Условие задачи 1:
Ответьте на вопросы по статье о Владимире Максимове.
(а) Когда и где родился Владимир Максимов?
(б) Каково настоящее имя писателя?
(в) В каком крае он жил после освобождения из ссылки?
Условие задачи 2:
Перепишите дословно отрывок из статьи о Владимире Максимове от слов «DR / Archives» до слов «своем беспризорном детстве.».

Фрагмент документа:
Перейти к основному контенту
Литературный перекресток

Континент Владимира Максимова

Опубликовано:

27 ноября 2010 года Владимиру Емельяновичу Максимову, писателю, основателю знаменитого журнала «Континент» исполнилось бы 80 лет. В интервью РФИ вдова писателя Татьяна Максимова вспоминает о муже и рассказывает о создании главного русского европейского журнала XX века.

DR / Archives de la famille Maximov
Реклама

Беспризорник, самоучка, не окончивший даже школы, яркий прозаик, член Союза писателей, общественный деятель, антикоммунист, редактор главного эмигрантского журнала XX столетия… Владимир Максимов (его настоящее имя Лев Алексеевич Самсонов) – человек удивительной судьбы. Он родился 27 ноября 1930 года в Москве, в семье рабочего. Отец его Алексей Михайлович Самсонов был репрессирован, по возвращению из лагерей отправлен за 101-й километр, в самом начале войны попал в ополчение и был убит на фронте в 1941 году.

Он сменил имя и фамилию, сбежал из дома, беспризорничал, воспитывался в детских домах и колониях для малолетних преступников, откуда тоже не единожды сбегал. В автобиографичном романе «Прощание из ниоткуда», написанном уже в эмиграции, Максимов рассказывает о своем беспризорном детстве.

После освобождения из ссылки жил в Краснодарском крае, где впервые стал печататься в местных газетах. Выпустил сборник стихов, за которые потом, по его собственному признанию, краснел. В Москву Максимов вернулся уже в середине 50-х годов и всерьез занялся писательской деятельностью.

[Записи данных]
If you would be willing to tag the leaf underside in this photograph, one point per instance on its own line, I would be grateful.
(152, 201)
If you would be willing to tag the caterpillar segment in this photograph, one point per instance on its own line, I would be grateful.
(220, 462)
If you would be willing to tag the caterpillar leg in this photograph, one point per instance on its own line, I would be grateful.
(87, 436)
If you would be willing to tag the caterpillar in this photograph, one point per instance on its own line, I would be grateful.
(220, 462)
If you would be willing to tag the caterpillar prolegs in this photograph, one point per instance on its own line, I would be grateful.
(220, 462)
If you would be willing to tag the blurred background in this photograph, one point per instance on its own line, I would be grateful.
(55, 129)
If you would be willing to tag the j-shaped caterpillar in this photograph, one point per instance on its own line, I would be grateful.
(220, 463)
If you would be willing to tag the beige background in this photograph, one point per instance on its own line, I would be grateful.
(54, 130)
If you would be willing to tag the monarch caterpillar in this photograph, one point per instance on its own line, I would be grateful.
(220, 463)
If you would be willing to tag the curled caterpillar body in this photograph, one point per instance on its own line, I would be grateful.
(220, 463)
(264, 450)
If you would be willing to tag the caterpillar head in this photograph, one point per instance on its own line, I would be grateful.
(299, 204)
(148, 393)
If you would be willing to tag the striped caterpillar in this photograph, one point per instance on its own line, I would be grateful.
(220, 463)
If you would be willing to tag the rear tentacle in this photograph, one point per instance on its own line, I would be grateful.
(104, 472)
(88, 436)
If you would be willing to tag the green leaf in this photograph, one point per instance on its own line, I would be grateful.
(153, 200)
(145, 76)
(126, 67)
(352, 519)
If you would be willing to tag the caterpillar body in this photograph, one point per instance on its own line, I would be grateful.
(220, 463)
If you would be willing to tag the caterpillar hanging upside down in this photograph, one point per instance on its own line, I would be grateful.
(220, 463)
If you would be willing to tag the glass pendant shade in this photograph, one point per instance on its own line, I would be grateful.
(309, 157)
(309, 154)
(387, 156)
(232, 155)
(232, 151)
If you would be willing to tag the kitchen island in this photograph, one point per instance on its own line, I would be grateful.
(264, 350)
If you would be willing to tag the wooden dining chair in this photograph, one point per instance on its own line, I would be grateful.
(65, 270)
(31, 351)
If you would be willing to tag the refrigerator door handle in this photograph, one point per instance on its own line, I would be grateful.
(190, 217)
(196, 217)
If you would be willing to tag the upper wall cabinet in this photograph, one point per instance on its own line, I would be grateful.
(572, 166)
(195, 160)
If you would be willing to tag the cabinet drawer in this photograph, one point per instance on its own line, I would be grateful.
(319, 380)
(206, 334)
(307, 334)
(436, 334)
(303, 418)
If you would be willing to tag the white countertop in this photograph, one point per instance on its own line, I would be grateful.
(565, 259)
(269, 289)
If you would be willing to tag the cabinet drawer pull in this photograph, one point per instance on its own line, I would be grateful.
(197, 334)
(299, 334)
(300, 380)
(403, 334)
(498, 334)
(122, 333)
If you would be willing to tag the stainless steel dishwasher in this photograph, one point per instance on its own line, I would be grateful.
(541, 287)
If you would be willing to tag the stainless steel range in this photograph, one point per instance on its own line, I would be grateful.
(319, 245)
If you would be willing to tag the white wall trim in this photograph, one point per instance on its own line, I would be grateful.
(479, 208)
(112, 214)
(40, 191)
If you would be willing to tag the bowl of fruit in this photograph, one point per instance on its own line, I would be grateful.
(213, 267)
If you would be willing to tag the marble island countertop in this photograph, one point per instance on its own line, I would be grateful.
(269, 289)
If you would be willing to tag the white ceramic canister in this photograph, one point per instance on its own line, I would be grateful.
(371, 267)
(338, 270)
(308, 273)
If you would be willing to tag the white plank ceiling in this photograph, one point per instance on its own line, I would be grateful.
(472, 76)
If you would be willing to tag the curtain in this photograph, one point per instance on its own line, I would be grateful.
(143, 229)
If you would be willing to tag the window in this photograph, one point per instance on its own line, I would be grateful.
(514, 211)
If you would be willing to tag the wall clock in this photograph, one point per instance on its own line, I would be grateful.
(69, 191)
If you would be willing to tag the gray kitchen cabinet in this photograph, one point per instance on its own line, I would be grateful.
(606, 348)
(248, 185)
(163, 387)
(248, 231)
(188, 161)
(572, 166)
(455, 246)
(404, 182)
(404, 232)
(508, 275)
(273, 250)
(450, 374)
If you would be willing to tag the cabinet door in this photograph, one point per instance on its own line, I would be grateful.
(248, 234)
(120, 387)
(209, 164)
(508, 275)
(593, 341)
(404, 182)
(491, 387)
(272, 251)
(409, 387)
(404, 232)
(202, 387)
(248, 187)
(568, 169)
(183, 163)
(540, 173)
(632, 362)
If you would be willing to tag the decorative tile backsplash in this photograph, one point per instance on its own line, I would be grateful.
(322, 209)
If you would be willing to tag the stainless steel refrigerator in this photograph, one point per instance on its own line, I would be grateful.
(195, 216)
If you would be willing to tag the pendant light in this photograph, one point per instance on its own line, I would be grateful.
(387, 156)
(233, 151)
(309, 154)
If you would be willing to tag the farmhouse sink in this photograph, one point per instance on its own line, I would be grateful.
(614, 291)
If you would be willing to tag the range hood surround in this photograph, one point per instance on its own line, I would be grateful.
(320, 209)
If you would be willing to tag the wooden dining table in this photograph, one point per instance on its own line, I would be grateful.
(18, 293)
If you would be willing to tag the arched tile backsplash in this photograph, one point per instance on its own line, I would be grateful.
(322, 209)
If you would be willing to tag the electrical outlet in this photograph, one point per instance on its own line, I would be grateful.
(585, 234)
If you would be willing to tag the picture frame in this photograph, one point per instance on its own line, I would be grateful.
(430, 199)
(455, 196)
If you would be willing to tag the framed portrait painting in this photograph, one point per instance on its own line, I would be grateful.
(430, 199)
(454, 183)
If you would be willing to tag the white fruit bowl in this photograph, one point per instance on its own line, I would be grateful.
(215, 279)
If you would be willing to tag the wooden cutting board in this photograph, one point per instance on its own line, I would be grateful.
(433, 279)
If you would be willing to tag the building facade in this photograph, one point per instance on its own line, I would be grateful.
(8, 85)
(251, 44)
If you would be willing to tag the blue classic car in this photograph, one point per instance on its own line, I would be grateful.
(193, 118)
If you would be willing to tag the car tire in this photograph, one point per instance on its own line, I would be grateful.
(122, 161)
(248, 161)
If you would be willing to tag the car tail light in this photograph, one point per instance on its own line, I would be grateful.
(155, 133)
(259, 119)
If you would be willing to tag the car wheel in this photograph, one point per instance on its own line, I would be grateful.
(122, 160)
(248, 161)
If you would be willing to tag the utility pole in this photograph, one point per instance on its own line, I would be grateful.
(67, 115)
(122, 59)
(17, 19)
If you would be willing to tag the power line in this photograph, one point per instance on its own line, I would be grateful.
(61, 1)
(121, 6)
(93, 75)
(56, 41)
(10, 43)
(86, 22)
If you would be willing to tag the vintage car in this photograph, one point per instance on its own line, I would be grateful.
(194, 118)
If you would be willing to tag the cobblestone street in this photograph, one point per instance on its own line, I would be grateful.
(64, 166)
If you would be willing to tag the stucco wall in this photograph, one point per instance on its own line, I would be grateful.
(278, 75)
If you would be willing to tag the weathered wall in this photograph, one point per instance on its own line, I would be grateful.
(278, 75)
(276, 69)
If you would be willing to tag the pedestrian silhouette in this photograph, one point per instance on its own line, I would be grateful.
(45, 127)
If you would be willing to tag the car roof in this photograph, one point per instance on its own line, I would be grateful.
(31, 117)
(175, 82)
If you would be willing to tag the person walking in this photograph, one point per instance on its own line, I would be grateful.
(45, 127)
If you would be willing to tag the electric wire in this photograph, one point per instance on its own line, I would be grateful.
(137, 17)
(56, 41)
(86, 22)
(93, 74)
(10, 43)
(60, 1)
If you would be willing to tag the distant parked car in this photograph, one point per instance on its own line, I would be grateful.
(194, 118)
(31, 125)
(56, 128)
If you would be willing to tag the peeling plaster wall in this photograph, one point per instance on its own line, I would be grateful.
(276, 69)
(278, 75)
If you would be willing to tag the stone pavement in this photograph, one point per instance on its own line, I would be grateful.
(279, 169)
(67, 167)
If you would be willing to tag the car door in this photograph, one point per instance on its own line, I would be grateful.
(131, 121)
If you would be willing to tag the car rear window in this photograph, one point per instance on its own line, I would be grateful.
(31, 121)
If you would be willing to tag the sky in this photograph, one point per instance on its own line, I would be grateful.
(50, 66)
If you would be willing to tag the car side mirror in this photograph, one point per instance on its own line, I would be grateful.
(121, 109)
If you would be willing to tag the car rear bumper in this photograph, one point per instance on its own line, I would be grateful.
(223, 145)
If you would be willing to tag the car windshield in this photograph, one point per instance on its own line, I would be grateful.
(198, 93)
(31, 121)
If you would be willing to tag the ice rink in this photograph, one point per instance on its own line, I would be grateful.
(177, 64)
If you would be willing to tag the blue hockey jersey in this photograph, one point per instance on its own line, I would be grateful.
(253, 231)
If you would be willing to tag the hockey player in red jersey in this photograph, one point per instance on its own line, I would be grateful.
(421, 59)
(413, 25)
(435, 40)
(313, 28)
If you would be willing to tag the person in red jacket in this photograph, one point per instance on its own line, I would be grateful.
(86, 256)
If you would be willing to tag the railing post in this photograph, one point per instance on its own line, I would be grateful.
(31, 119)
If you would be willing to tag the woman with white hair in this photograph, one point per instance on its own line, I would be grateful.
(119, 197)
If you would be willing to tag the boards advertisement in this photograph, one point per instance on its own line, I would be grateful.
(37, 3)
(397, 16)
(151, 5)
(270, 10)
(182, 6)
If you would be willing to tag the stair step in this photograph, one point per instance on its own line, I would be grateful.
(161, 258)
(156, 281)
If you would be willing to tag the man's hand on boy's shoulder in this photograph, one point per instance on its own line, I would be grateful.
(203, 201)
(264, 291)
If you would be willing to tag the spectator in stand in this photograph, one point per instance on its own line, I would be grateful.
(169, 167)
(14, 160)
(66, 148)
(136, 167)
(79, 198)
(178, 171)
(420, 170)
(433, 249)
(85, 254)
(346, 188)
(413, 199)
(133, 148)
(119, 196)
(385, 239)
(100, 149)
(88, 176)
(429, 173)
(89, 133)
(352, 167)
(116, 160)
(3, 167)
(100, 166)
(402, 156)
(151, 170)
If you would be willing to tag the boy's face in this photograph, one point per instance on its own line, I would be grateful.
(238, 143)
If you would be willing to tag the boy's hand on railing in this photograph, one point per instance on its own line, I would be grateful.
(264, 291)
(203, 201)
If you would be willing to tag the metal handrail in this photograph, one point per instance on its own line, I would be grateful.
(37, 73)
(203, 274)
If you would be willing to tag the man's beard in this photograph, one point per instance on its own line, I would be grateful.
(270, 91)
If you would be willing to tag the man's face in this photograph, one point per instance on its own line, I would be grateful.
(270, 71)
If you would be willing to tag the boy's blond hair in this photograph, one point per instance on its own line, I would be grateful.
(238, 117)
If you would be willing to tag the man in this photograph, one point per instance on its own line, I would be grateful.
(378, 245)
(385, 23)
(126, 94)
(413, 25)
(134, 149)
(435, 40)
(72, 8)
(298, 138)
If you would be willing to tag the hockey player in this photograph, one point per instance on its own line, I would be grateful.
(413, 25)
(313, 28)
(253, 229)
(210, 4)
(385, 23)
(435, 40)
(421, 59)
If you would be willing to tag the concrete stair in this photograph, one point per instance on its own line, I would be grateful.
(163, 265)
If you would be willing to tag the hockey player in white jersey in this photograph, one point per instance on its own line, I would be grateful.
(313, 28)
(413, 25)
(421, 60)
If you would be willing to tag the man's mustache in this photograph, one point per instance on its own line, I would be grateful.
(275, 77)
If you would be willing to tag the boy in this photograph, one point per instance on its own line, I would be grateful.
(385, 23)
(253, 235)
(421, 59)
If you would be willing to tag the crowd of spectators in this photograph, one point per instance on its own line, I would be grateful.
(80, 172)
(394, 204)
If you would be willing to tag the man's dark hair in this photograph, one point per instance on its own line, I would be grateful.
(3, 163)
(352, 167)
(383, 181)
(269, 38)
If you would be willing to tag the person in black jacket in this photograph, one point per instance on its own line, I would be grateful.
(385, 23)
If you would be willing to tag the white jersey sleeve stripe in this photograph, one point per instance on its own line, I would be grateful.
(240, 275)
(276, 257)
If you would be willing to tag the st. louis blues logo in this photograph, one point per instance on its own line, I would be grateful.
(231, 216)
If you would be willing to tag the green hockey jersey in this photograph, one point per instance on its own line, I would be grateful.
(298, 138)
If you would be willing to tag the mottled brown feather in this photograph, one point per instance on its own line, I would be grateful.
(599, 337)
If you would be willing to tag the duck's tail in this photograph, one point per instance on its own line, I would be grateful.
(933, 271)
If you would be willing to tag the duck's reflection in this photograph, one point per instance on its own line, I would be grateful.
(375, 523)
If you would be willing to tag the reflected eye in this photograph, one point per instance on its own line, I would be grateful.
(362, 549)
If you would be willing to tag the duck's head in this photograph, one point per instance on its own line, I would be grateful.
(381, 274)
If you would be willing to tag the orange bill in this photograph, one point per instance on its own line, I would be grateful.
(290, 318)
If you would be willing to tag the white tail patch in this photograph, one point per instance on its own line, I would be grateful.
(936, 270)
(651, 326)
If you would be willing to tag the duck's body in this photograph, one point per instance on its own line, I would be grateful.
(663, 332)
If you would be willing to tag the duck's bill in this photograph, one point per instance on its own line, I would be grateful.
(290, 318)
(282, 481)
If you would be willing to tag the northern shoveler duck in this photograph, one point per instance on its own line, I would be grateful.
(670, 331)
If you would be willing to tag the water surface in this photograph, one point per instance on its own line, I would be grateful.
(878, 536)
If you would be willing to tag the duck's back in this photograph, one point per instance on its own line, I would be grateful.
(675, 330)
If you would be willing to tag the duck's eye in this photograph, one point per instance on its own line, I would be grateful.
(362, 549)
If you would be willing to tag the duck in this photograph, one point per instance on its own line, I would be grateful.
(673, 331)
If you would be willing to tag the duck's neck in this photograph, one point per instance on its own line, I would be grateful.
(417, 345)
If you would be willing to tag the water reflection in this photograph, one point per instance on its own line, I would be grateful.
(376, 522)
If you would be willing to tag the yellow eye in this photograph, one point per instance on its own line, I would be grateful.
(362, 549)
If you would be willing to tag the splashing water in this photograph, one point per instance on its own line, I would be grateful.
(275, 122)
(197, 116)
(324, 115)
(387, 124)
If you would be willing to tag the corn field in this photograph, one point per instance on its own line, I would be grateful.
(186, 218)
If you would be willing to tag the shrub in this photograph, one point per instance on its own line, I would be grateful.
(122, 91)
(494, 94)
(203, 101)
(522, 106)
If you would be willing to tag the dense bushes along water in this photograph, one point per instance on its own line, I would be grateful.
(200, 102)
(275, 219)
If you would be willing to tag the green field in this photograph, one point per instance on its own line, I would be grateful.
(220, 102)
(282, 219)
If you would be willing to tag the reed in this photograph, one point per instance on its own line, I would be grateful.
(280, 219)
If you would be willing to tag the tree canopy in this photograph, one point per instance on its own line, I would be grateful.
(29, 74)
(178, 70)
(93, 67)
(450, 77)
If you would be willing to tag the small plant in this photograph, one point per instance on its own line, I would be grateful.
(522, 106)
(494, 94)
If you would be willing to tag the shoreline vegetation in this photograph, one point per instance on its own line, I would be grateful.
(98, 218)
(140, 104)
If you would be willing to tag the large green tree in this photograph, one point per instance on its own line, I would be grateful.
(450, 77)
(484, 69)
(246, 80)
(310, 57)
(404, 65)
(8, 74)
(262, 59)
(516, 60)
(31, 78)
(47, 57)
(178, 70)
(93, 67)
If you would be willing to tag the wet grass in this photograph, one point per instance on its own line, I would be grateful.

Ответ 1:
(а) 27 ноября 1930 года в Москве.
(б) Лев Алексеевич Самсонов.
(в) В Краснодарском крае.

Ответ 2:
DR / Archives de la famille Maximov
Реклама

Беспризорник, самоучка, не окончивший даже школы, яркий прозаик, член Союза писателей, общественный деятель, антикоммунист, редактор главного эмигрантского журнала XX столетия… Владимир Максимов (его настоящее имя Лев Алексеевич Самсонов) – человек удивительной судьбы. Он родился 27 ноября 1930 года в Москве, в семье рабочего. Отец его Алексей Михайлович Самсонов был репрессирован, по возвращению из лагерей отправлен за 101-й километр, в самом начале войны попал в ополчение и был убит на фронте в 1941 году.

Он сменил имя и фамилию, сбежал из дома, беспризорничал, воспитывался в детских домах и колониях для малолетних преступников, откуда тоже не единожды сбегал. В автобиографичном романе «Прощание из ниоткуда», написанном уже в эмиграции, Максимов рассказывает о своем беспризорном детстве.